[GOAL OF THE EXERCISE] Please copy out every item below word for word, leaving out the pictures.

== ITEMS ==

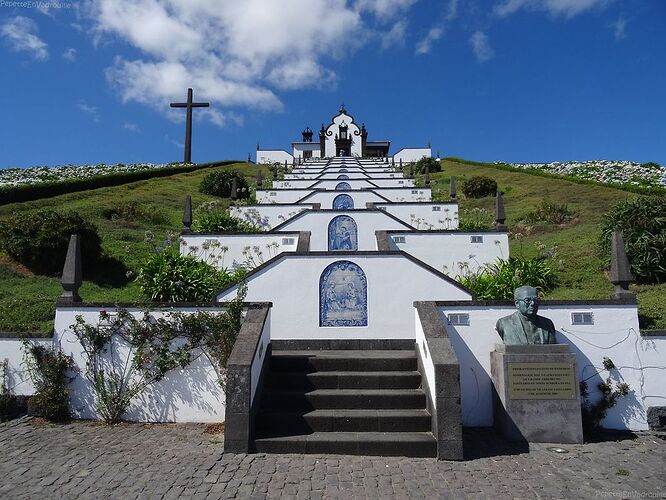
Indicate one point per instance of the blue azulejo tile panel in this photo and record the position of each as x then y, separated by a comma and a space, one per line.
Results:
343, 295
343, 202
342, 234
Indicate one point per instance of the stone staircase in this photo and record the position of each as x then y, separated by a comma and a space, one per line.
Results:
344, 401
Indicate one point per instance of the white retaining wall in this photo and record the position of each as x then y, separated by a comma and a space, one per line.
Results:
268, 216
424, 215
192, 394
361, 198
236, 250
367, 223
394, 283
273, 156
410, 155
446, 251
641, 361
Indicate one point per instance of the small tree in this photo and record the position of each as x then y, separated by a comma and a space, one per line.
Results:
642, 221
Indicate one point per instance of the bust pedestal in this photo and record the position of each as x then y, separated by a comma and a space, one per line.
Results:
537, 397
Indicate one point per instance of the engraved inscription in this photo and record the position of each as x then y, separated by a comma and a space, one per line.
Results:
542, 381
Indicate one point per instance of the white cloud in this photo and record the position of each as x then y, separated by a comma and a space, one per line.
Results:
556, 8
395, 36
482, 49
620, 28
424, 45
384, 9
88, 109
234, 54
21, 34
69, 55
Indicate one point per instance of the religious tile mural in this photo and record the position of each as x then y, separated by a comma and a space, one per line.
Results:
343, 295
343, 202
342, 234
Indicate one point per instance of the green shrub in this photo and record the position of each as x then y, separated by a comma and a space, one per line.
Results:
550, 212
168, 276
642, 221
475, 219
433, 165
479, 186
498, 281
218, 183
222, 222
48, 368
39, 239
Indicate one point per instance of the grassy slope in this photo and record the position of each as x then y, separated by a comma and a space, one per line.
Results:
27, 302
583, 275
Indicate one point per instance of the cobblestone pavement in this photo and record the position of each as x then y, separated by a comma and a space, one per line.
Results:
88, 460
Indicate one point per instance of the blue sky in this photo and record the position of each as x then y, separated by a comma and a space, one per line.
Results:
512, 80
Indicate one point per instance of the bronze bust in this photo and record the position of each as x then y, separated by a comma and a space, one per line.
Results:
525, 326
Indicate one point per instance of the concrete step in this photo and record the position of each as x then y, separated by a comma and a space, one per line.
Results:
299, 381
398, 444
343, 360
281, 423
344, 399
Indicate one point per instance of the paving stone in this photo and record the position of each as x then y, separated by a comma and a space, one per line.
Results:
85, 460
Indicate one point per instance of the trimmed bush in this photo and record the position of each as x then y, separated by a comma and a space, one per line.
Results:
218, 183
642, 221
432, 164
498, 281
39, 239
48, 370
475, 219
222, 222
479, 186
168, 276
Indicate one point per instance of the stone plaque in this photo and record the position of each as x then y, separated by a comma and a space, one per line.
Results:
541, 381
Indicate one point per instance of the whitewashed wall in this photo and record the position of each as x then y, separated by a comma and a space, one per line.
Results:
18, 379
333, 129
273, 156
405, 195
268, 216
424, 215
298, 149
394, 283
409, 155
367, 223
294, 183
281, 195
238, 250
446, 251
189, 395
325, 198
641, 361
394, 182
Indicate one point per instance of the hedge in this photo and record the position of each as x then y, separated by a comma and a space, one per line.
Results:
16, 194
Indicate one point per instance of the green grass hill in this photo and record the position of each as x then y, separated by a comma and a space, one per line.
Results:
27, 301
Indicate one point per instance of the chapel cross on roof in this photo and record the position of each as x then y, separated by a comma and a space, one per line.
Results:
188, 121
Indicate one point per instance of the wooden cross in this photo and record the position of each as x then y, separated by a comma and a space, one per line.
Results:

===

[EXERCISE ANSWER]
Indicate one point per instance of the blue azulejo tile panel in this photo and record the position of each as x then y, separated by a comma and a space, one per line.
Results:
343, 295
343, 202
342, 234
Indicate one point per instance of the stone staircase in this photo and record the position of each as x then y, separated by a comma and a space, one per line.
Results:
344, 401
Indicate one point per instance of the white retaining wall in this photo and record the position of each as x then y, separated by a comma and a space, one per line.
Results:
268, 216
424, 215
192, 394
361, 198
236, 250
367, 223
394, 283
273, 156
410, 155
446, 251
641, 361
Indicate one point per instance of the small tree in this photo and record the position of each as x then y, separated by a comma and a space, one per line.
Results:
642, 221
Indicate one point per instance of the bust pedestal in this photo and record the position of each as x then y, separated by a comma and a space, one per line.
Results:
537, 397
Indicate one point per instance of the engraved inscription in this photo and record the position of each as x then y, separated by a comma and a space, one per line.
Results:
542, 381
Indicate one point per instance of the white cloud in this photo and record the position of each as x then y, separated by a comma and a space, one per line.
Results:
556, 8
395, 36
482, 49
620, 28
424, 45
384, 9
88, 109
234, 54
21, 34
69, 55
Indicate one point per instance of the religious tile mural in this photo and record the position of each as x then y, separated by a comma and a space, one per line.
Results:
343, 295
343, 202
342, 234
Indicate one point per instance of the green shrub in this photo and record the position of each as x then y, separated by a comma and a space, one per line.
Results:
550, 212
168, 276
642, 221
475, 219
433, 165
479, 186
498, 281
218, 183
222, 222
48, 368
39, 239
Indicate one point per instance of the grassy slope in this photo and record the position of each as x then y, separated by a comma and a space, one per line.
Results:
27, 302
583, 275
Indicate one point per instance of the cobblestone pavement in this photo and record the position of each as x then y, separated by a comma and a space, one per line.
Results:
88, 460
Indicate one point per instance of the blue sky in this photo and record the position of each as x then y, separated by a comma and a space, one per line.
Results:
512, 80
Indicate one point per instance of the bronze bust in this photo and record the position of each as x then y, separated by a comma and a space, one per line.
Results:
525, 326
Indicate one point per instance of the concrete step in this photo and record the position of each as x then y, separated by a comma and a space, one per line.
Results:
299, 381
398, 444
343, 360
281, 423
344, 399
Indicate one point per instance of the paving stone in this photo and record the position of each as x then y, separated by a comma and a space, one per line.
Results:
85, 460
Indicate one point per instance of the trimmed bush in this photo and record the position of each as x then y, separated by a comma and a space, one per line.
Results:
218, 183
642, 221
432, 164
498, 281
39, 239
48, 370
475, 219
222, 222
479, 186
168, 276
Indicate one point per instance of the stone plaque in this photo and record the position of each as x then y, separated by a comma and a space, one per line.
Results:
541, 381
Indicate one point per instance of the whitewashed wall in this photo and record the position of each as x then y, separated by a comma and a space, one per line.
Results:
18, 379
333, 129
273, 156
405, 195
268, 216
424, 215
298, 149
394, 283
409, 155
367, 223
294, 183
281, 195
238, 250
446, 251
189, 395
325, 198
641, 361
394, 182
Indicate one point per instance of the hedge in this photo and record the position of each as x then y, separated by a comma and a space, one per line.
Results:
16, 194
Indicate one point per instance of the green grass hill in this photo and record the position of each as x then y, separated by a comma and a space, one per line.
Results:
27, 301
Indicate one point per instance of the chapel cross on roof in this photo and record the position of each as x then y, separated by a comma and a space, one per line.
Results:
188, 121
Indicate one point per instance of the wooden cross in this photo and record the position of each as x then y, separated by a comma and a space, one per line.
Results:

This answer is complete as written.